__GOAL__: Render the stretch of the data below that opens with the line containing "2, row 575." and closes with the line containing "column 130, row 558", both included, as a JSON list of strings with one string per line and blank lines omitted.

__INPUT FOR THIS TASK__:

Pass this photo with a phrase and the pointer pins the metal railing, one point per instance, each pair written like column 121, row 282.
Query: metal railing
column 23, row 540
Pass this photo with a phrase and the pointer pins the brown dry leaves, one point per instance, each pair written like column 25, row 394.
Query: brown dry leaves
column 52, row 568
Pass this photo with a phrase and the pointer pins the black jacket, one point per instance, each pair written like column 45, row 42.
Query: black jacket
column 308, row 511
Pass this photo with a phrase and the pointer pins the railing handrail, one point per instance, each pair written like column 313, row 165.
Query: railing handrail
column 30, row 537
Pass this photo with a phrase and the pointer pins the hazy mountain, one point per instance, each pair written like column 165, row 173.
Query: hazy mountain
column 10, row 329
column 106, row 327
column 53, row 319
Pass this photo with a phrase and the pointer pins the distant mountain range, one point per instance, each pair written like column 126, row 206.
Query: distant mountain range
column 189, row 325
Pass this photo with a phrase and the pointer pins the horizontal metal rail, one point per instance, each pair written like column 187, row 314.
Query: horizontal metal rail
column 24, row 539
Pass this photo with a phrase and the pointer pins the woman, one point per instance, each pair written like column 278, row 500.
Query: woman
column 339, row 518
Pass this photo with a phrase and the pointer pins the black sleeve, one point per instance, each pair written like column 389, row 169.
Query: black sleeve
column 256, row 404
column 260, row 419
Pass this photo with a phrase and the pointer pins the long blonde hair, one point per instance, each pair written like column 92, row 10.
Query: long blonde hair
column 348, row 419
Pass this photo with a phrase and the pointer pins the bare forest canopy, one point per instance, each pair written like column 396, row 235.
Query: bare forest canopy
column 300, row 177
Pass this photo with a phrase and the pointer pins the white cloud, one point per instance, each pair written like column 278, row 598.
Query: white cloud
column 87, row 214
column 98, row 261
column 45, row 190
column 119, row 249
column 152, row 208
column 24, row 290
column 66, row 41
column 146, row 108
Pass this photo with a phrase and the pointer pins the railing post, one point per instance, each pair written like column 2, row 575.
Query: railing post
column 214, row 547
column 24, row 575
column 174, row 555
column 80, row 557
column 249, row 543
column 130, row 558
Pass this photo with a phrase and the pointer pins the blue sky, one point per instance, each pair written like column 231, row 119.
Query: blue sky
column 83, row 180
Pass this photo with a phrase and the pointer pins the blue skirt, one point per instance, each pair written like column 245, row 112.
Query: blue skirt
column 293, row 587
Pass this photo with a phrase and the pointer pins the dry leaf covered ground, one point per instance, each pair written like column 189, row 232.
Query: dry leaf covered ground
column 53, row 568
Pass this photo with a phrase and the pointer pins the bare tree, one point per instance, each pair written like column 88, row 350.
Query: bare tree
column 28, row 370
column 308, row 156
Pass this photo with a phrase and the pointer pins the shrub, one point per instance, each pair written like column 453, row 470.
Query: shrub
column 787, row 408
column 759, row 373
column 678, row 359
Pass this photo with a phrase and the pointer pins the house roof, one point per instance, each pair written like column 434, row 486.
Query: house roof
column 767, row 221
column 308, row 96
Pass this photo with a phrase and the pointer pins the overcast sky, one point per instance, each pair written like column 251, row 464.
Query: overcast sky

__ANSWER TO THE EXERCISE__:
[
  "Pass this photo with a phrase and the pointer pins the railing post, one point per instance, each pair written like column 2, row 575.",
  "Query: railing post",
  "column 214, row 547",
  "column 24, row 575",
  "column 174, row 555",
  "column 80, row 557",
  "column 249, row 543",
  "column 130, row 558"
]